### Problem
Your answer consists of the lines in the data that contain "tree". Copy each of them.

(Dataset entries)
———

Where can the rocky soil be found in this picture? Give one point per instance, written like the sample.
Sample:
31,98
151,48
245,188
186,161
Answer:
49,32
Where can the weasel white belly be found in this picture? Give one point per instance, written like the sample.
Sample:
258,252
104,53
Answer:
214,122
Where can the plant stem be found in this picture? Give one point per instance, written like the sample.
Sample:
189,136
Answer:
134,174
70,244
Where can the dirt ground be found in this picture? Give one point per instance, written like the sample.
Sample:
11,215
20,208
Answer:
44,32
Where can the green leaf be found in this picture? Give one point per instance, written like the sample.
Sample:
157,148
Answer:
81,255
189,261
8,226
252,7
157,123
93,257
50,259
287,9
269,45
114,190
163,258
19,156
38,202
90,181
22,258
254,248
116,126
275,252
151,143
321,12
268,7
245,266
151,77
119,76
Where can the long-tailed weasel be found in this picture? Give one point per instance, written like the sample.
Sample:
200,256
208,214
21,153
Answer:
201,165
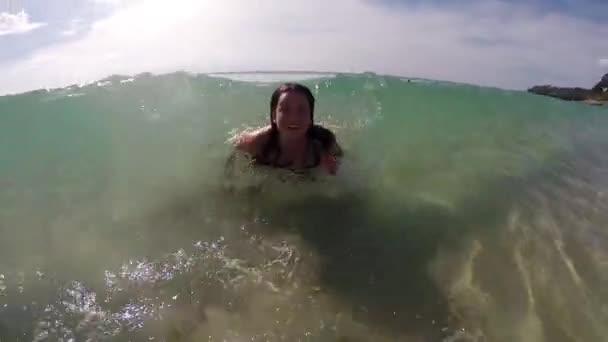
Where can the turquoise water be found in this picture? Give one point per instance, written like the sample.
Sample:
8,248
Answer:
460,214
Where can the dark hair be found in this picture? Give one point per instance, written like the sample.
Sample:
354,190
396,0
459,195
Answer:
323,135
296,88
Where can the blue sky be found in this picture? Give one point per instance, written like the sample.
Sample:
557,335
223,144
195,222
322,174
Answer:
509,44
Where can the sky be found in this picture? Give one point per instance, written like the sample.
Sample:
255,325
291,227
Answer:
507,44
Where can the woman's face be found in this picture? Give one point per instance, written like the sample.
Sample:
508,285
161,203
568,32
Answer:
292,115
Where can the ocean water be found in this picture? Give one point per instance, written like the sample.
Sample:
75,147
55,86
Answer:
460,213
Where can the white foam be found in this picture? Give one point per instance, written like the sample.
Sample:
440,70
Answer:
271,77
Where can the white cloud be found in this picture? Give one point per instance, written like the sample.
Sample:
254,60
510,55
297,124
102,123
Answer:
16,23
490,43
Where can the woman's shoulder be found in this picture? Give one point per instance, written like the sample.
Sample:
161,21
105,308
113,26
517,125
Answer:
326,139
252,141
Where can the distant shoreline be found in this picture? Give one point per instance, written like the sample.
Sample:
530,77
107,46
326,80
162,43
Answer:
598,95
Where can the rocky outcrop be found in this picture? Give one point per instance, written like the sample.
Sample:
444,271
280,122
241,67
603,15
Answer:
596,95
602,85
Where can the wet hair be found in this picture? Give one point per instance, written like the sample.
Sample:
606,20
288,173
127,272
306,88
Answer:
319,133
291,87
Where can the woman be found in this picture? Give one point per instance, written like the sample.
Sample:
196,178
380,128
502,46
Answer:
292,140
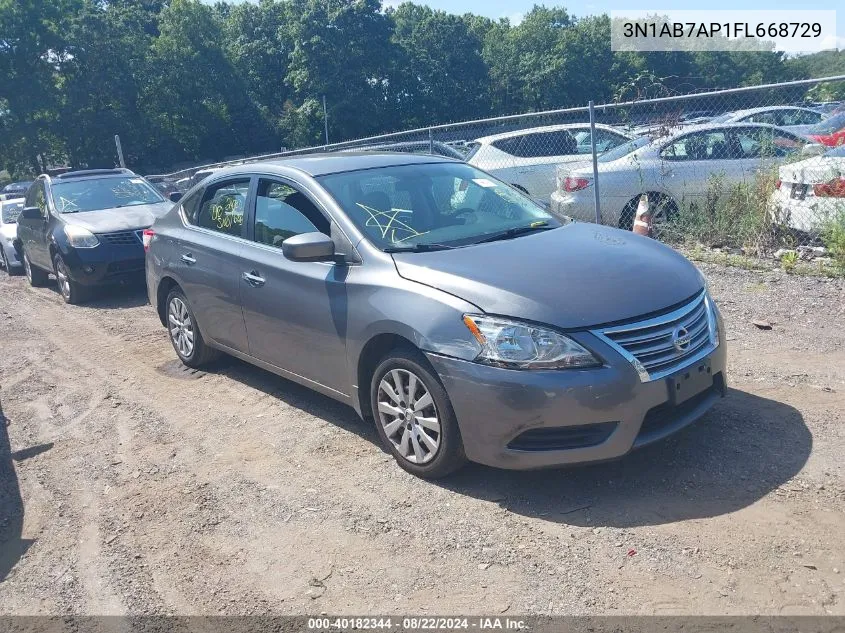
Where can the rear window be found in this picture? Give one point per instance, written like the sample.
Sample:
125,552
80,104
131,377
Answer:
829,126
623,150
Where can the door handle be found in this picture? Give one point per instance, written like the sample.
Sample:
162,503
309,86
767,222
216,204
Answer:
253,279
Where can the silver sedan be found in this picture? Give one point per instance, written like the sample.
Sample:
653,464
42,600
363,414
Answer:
672,170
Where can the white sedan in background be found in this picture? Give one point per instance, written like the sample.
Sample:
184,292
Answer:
528,158
9,211
811,192
793,118
672,170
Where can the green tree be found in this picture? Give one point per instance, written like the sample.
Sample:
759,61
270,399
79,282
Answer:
342,50
439,73
32,54
258,42
196,103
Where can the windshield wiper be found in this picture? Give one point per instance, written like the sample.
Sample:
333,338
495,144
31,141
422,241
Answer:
417,248
516,232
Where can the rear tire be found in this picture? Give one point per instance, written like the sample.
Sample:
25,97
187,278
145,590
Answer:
414,416
184,332
72,292
36,277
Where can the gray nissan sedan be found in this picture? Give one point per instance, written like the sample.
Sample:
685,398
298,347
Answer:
442,303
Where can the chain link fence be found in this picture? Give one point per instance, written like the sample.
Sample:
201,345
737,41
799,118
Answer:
758,171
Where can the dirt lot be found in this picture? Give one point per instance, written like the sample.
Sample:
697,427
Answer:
128,485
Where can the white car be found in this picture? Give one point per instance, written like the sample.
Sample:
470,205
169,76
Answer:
811,192
528,158
793,118
9,211
672,170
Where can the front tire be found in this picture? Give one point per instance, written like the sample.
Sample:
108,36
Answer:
72,292
184,333
36,277
414,416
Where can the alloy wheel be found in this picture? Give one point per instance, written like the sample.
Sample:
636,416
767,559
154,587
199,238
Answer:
408,416
181,327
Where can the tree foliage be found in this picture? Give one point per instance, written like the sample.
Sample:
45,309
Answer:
182,81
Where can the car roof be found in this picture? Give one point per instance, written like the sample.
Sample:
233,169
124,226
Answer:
337,162
90,174
748,111
703,127
545,128
398,145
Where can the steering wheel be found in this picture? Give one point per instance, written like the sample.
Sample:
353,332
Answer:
469,216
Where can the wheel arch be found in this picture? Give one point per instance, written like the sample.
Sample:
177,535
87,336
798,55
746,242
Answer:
372,352
165,285
626,217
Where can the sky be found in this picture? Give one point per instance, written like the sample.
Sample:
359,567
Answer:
516,9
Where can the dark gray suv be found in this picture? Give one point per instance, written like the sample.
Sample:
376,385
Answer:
459,315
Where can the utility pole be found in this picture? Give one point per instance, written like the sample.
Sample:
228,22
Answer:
119,150
326,119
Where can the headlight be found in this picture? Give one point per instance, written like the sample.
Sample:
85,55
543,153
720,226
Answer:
712,319
79,237
524,345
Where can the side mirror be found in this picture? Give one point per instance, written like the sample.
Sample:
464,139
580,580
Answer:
31,213
309,247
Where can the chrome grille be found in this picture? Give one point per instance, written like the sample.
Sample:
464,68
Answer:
122,238
659,346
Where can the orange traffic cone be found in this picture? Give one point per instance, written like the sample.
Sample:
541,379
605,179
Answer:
642,222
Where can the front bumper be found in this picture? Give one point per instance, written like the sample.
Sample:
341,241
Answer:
105,264
609,408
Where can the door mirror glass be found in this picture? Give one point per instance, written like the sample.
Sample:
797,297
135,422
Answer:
309,247
31,213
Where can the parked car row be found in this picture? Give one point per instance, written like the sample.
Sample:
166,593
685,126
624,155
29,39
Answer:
405,286
672,165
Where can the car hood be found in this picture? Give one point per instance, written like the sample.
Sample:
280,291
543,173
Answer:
577,276
121,219
813,170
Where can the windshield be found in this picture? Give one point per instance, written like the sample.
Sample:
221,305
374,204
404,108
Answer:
436,204
94,194
623,150
16,186
829,126
11,211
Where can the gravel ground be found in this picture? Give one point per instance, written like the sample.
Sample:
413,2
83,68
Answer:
130,485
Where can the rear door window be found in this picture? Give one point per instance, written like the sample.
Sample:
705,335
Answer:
222,207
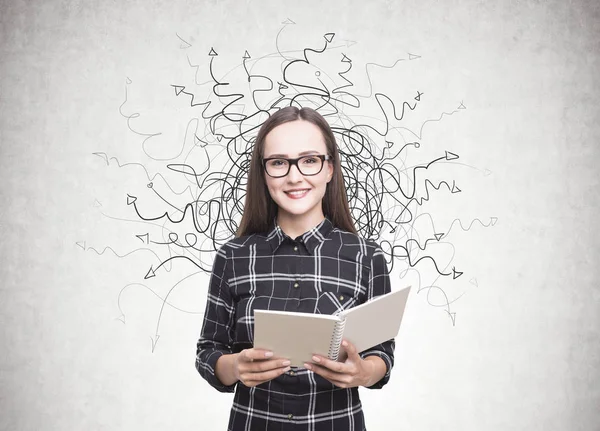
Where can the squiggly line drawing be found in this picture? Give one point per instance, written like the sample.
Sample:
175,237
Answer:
375,146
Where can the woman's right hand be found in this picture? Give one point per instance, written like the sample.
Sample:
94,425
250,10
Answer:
255,366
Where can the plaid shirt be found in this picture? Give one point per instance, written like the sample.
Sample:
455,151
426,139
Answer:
322,271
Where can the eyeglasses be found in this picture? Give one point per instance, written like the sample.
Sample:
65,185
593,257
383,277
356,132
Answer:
278,167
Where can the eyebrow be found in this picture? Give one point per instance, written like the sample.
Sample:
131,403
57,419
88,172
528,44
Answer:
303,153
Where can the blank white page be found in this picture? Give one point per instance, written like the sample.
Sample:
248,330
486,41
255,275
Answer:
296,336
375,321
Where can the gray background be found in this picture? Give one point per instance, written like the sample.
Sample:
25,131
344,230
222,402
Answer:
524,354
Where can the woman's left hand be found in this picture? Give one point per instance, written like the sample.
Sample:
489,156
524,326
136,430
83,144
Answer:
355,371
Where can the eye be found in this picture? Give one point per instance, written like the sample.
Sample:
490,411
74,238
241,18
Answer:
276,162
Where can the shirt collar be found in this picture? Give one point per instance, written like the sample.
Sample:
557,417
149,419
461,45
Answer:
311,239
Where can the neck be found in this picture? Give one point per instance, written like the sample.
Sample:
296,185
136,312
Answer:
294,226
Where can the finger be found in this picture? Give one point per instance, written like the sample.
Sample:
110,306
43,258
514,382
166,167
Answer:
251,355
272,364
338,367
341,380
351,350
265,376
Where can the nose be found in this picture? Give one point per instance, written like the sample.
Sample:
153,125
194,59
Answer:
294,174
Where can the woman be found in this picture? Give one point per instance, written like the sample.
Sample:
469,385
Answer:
297,250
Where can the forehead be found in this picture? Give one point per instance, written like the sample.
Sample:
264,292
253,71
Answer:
293,138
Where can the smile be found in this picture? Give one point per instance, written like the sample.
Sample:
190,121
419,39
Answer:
297,194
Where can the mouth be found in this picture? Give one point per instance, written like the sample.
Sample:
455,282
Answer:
297,194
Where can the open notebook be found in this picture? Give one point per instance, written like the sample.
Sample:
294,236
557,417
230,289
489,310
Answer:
297,336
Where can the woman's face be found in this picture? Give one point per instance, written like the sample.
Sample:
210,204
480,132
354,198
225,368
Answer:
290,140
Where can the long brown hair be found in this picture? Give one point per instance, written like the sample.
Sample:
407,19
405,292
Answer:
260,208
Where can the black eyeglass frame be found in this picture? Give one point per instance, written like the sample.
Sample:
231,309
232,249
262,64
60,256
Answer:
291,162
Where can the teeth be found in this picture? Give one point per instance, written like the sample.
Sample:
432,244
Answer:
298,193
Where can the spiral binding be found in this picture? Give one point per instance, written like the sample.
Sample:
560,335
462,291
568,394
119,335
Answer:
336,340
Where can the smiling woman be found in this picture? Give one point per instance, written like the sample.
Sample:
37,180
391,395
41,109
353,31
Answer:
297,250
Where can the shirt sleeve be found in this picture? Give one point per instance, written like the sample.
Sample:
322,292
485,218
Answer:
217,334
379,284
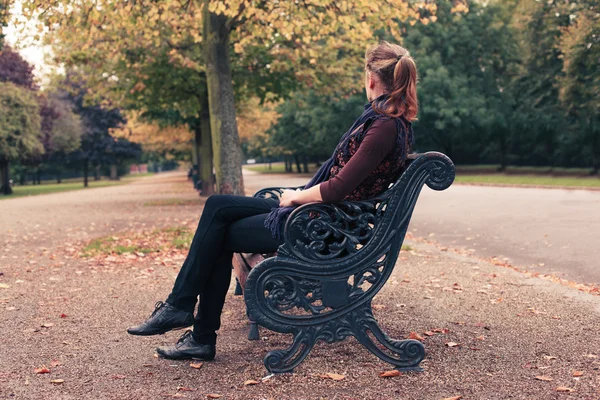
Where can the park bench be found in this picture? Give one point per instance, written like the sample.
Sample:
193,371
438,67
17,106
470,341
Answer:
336,257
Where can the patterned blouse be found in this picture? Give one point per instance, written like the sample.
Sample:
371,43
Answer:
369,167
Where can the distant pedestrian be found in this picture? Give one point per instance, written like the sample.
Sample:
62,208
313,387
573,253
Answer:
368,157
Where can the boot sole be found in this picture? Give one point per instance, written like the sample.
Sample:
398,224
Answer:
158,332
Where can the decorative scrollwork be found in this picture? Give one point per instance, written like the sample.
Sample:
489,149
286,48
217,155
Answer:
352,246
289,292
274,192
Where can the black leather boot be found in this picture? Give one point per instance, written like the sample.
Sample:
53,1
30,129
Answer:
164,318
188,348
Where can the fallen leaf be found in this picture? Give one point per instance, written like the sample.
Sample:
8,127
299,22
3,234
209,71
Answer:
390,374
184,389
416,336
564,389
330,375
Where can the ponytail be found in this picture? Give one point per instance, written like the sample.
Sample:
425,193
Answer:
398,72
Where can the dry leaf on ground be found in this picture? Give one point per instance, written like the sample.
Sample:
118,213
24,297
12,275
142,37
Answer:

———

### Response
Where can the green tree be found in this picture? Give one point per instance, written like the sample.
Where can the tree foliage be found in this picture? Give one point per instance, written like the sample.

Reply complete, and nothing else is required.